+++ RECORDS SHOWN

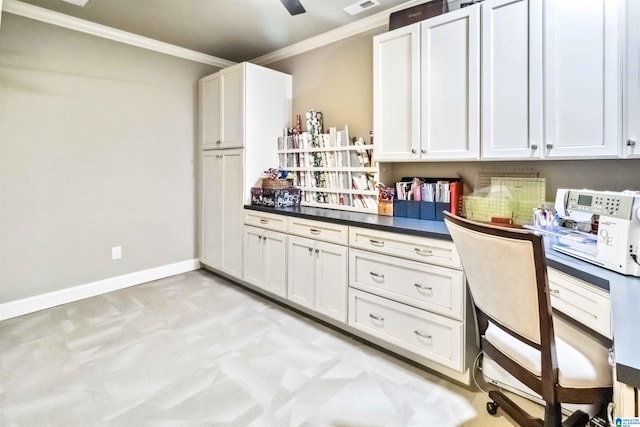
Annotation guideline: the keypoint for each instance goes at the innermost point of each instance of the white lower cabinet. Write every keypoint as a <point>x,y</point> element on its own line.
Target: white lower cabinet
<point>435,337</point>
<point>265,259</point>
<point>317,276</point>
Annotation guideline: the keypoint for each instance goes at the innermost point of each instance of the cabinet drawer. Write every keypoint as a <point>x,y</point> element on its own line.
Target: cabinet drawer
<point>426,334</point>
<point>266,220</point>
<point>423,249</point>
<point>318,230</point>
<point>584,302</point>
<point>432,288</point>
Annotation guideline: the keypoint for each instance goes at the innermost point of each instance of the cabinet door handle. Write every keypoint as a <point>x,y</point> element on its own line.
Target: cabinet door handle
<point>425,252</point>
<point>421,335</point>
<point>378,318</point>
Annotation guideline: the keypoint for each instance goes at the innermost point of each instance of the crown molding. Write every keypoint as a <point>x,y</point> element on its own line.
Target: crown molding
<point>361,26</point>
<point>61,20</point>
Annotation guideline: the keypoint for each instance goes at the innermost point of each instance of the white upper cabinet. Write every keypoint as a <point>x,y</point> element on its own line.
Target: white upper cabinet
<point>581,77</point>
<point>631,120</point>
<point>512,79</point>
<point>396,94</point>
<point>450,113</point>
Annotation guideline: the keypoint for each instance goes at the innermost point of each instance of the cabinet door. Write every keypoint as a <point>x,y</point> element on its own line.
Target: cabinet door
<point>300,271</point>
<point>451,85</point>
<point>211,210</point>
<point>581,78</point>
<point>275,262</point>
<point>331,280</point>
<point>209,113</point>
<point>631,137</point>
<point>232,208</point>
<point>511,79</point>
<point>232,133</point>
<point>253,260</point>
<point>396,94</point>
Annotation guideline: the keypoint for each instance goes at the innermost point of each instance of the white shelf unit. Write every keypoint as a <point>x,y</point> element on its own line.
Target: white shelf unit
<point>334,176</point>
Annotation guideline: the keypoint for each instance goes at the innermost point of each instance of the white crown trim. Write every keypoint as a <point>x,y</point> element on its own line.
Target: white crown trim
<point>60,19</point>
<point>51,299</point>
<point>358,27</point>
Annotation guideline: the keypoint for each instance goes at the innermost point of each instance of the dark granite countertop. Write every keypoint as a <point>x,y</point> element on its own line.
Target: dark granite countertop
<point>624,290</point>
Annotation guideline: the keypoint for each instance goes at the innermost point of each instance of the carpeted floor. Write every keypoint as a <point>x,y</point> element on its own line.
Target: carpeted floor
<point>194,349</point>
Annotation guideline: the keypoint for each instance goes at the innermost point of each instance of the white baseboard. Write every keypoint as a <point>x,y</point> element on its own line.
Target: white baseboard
<point>75,293</point>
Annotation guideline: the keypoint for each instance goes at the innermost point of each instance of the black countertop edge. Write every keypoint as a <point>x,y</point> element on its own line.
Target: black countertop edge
<point>624,290</point>
<point>410,226</point>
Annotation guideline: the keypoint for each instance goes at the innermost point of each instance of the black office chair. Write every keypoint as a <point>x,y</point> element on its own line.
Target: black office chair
<point>507,277</point>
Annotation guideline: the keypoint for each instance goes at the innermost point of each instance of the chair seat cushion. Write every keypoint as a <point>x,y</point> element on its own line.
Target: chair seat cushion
<point>582,361</point>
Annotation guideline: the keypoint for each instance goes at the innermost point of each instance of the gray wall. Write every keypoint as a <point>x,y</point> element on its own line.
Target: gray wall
<point>337,79</point>
<point>97,144</point>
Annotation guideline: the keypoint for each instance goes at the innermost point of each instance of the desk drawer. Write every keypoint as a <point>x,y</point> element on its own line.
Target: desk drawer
<point>266,220</point>
<point>422,249</point>
<point>426,334</point>
<point>584,302</point>
<point>319,230</point>
<point>432,288</point>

++++++

**TO DO**
No line should appear in the answer except those from the one containing "Target: gray wall" through the last line of the listing, each retyped exactly.

**REPLY TO THE TASK**
Target: gray wall
<point>337,79</point>
<point>97,144</point>
Annotation guideline: the keypoint for each instance goes at the innermost point of each instance of the desk drawer. Write every keypoint as a <point>x,y</point> element on its own line.
Target: desk drawer
<point>266,220</point>
<point>422,249</point>
<point>426,334</point>
<point>584,302</point>
<point>319,230</point>
<point>432,288</point>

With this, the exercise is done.